Votre tâche — Pouvez-vous reprendre le texte ci-dessous sur la station de réception HamTV à pointage manuel et le poursuivre juste après sa dernière phrase ?

Extrait à lire —

Dans une station de réception HamTV traditionnelle, le rotor Az/El est généralement le composant le plus coûteux. Un rotor fait maison reviendrait peut-être moins cher qu'un produit sur étagère, mais cela sort du cadre de ce projet. L'alternative la plus évidente est de pointer l'antenne à la main. Après tout, de nombreux radioamateurs contactent des satellites sur 2 m et 70 cm avec des antennes Yagi tenues à la main. Malheureusement le bilan de liaison pour HamTV exige des antennes très directionnelles. Le pointage doit être précis à quelques degrés près.
Notons qu'une antenne fixe, correctement positionnée, peut fournir 10 à 20 secondes de signal pendant un passage au zénith. Voir [IZ8YRR] et [SOFTDATV]. C'est suffisant pour débuter et s'émerveiller de voir le signal sortir du bruit de fond à l'heure exacte prédite par les simulations d'orbites.
Ma solution s'appuie sur les applications mobiles qui affichent une vue du ciel en réalité augmentée. Exploitant le GPS, le capteur d'inclinaison et la boussole des téléphones modernes, ces logiciels permettent à n'importe qui de localiser des satellites (et de nombreux objets célestes) en pointant leur téléphone vers le ciel et en suivant des indications sur l'écran. Si l'on attache une antenne au téléphone, elle pointera elle aussi vers le satellite sélectionné. Cette idée n'est pas nouvelle : voir par exemple cette vidéo de HB9EYY en 2012 qui utilise une appli appelée "Satellite AR".
J'ai fini par écrire mon propre logiciel de pointage pour Linux. La simulation des orbites s'appuie sur le module Python PyEphem, qui est dérivé du logiciel bien connu XEphem de WB0OEW. Malheureusement le système de pointage ne fonctionne que sur une tablette particulière (Lenovo Yoga Tab 2 modifiée sous Linux) parce qu'il nécessite des pilotes dédiés pour les capteurs inertiels et magnétiques.
J'ai choisi une antenne WiFi 2,4 GHz 24 dB TP-Link TL-ANT2424B plutôt qu'une parabole satellite, principalement parce qu'elle était relativement peu coûteuse et commercialisée à grande échelle.
Avec l'orientation visible dans les photos, le diagramme de rayonnement est aplati horizontalement. Ce choix est dicté par la précision du système de pointage: l'azimuth, déterminé magnétiquement, est généralement moins précis que l'élévation, mesurée par des capteurs inertiels.
Après quelques évolutions du projet, cette antenne est devenue l'élément le plus coûteux, et je n'utilise même plus sa tête 2.4 GHz d'origine. Il est donc pertinent d'étudier des alternatives. N'importe quelle parabole de TV satellite suffisamment large pourrait convenir, mais ces produits ont généralement une géométrie désaxée. Ceci complique l'assemblage et l'alignement. Notons qu'il est préférable de choisir des matériaux non ferreux car les capteurs magnétiques du système de pointage seront installés à proximité.

(Éléments d'étiquetage pour la segmentation)

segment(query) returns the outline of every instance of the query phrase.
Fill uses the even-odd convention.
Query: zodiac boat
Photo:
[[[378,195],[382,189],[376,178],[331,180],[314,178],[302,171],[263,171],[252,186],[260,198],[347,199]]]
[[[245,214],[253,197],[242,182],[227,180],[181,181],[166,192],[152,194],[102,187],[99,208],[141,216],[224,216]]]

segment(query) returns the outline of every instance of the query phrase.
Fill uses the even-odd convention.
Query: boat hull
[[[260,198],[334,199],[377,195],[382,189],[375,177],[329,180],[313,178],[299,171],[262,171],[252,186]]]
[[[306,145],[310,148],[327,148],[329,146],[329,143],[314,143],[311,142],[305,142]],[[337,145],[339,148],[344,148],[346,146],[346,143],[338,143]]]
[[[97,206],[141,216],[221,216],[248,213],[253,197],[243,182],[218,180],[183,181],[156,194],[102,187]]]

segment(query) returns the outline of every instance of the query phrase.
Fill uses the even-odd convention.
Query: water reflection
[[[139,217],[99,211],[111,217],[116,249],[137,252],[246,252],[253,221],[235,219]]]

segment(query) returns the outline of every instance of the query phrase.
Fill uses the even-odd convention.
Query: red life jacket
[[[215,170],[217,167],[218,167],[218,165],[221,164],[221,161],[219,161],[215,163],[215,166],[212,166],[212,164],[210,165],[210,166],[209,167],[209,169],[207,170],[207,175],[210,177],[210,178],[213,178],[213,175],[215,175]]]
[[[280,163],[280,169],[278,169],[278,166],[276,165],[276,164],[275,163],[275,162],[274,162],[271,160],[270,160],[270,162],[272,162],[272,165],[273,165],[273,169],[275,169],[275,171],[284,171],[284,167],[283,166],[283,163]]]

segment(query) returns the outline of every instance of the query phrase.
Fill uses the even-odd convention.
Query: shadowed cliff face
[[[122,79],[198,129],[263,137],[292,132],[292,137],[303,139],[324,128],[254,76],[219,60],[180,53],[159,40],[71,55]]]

Résultat obtenu —
En étudiant les activités radioamateur en bande S, j'ai trouvé des articles de M0DTS, G0ORY et JN1GKZ mentionnant les convertisseurs MMDS.
Le modèle BOTE BT-281B s'est révélé capable de recevoir les signaux HamTV, mais sa sortie est au voisinage de 400 MHz, soit très en dessous de la plage acceptée par les récepteurs DVB-S du commerce. Heureusement cette fréquence est à la portés de récepteurs SDR peu coûteux (voir plus bas).
Par ailleurs le BT-281B est livré avec une antenne dipolaire intégrée. Les bricoleurs avertis pourront la remplacer par une antenne hélicoïdale pour gagner 3 dB. Dans ce cas il faut utiliser une vraie parabole plutôt qu'un réflecteur à grille.
Un récepteur de TV satellite comporte un étage d'entrée analogique, un démodulateur DVB-S et un décodeur MPEG. Il s'avère que les récepteurs dits "RTL-SDR" sont capables de capturer les signaux HamTV transposés vers 400 MHz. On peut ensuite traiter les échantillons I/Q avec un démodulateur DVB-S logiciel. Il en résulte un flux MPEG qui peut être décodé et affiché par divers logiciels.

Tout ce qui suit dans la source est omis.